REQUIREMENTS
(1) Under the preventive detention proposal, who would not be part of the detention system?
(2) Echo the preventive detention article, starting with "Read other letters" and going on through "will be controversial....".
(3) Carry on the preventive detention article after its last sentence.

** start of PROVIDED PASSAGE **

Read other letters about this article
Preventive Detention Proposal #1
NPR: Proposal Offers Specifics On Preventive Detention
Ever since President Obama proposed holding terrorism detainees without trial, the debate over preventive detention has been growing. Now, NPR has the first look at a detailed legislative proposal to hold detainees indefinitely. The document comes from two experts outside of government, and it is already being discussed in the Obama administration....
Benjamin Wittes of the Brookings Institution and his co-author, Colleen Peppard, plan to release a proposed law as early as Friday. It works through many of the difficult questions the Obama administration has skirted until now. Wittes acknowledges it will be controversial....
Wittes' proposal has complicated restrictions on whom the detention system would apply to. U.S. citizens would not be part of the system. The president could detain only "an agent of a foreign power" against whom Congress has authorized the use of military force. The detainee would also have to be "a danger both to any person and to the interests of the United States."

** end of PROVIDED PASSAGE **
** start of EXTRACTED RECORDS **

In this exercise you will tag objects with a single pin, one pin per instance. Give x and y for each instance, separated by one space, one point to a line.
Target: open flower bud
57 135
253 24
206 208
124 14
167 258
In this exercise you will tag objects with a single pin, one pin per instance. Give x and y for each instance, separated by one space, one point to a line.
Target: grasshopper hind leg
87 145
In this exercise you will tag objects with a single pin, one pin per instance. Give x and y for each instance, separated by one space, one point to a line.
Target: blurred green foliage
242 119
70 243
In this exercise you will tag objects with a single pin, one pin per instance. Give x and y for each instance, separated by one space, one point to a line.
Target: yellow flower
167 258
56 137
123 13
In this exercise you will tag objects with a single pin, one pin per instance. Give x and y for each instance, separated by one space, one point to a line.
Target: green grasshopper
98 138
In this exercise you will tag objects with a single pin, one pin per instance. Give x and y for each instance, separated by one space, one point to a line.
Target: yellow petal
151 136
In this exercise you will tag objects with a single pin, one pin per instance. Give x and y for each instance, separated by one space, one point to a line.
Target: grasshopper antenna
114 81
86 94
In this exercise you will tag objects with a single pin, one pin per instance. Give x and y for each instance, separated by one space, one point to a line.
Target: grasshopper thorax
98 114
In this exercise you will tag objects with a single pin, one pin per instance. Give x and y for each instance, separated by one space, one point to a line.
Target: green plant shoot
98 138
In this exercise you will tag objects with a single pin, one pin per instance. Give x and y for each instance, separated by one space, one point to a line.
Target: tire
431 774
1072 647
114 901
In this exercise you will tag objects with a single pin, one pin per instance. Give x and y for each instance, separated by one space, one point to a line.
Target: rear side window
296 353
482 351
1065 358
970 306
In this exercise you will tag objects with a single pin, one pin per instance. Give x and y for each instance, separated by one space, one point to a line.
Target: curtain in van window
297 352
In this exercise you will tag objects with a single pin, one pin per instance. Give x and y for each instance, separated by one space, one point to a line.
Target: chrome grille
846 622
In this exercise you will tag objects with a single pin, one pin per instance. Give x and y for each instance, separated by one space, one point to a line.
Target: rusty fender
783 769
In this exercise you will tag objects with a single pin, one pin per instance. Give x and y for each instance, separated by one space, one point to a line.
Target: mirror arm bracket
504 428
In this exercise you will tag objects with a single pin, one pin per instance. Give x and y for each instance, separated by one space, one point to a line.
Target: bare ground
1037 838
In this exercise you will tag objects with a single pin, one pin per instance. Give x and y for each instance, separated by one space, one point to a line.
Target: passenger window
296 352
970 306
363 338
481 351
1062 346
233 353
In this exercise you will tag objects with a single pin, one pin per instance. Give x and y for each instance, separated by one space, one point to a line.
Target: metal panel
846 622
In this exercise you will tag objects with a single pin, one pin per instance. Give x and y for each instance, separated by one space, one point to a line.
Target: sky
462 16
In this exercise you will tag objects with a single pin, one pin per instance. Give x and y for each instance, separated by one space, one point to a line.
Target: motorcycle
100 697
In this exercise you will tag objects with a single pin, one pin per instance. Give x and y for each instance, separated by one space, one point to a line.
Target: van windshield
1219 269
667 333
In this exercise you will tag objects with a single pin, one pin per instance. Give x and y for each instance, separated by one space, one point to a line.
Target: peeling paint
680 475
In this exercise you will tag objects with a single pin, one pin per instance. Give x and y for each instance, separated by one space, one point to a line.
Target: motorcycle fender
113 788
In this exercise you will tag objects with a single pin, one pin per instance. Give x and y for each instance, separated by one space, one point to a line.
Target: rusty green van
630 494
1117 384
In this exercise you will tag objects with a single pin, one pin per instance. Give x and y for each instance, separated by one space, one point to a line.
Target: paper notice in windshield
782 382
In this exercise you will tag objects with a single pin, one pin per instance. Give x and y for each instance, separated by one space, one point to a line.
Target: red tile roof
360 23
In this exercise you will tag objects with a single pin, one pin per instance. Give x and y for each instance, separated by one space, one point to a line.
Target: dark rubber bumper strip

** end of EXTRACTED RECORDS **

ANSWERS FOR THIS EXERCISE
(1) U.S. citizens.

(2)
Read other letters about this article
Preventive Detention Proposal #1
NPR: Proposal Offers Specifics On Preventive Detention
Ever since President Obama proposed holding terrorism detainees without trial, the debate over preventive detention has been growing. Now, NPR has the first look at a detailed legislative proposal to hold detainees indefinitely. The document comes from two experts outside of government, and it is already being discussed in the Obama administration....
Benjamin Wittes of the Brookings Institution and his co-author, Colleen Peppard, plan to release a proposed law as early as Friday. It works through many of the difficult questions the Obama administration has skirted until now. Wittes acknowledges it will be controversial....

(3)
In the first phase of detention, the president could pick up anyone who fits those criteria and hold the person for 14 days. If the president wanted to hold the person longer, a judge would have to approve.
The detainee would have an attorney and hearsay evidence could be used against him, though not evidence obtained through coercion.
If a judge is persuaded that the detainee is a threat, the president could hold the detainee for six months. At the end of six months, the president could go back to the court and repeat the process.
Effectively, Wittes concedes, someone could be locked up forever as long as a court approves of the detention twice a year.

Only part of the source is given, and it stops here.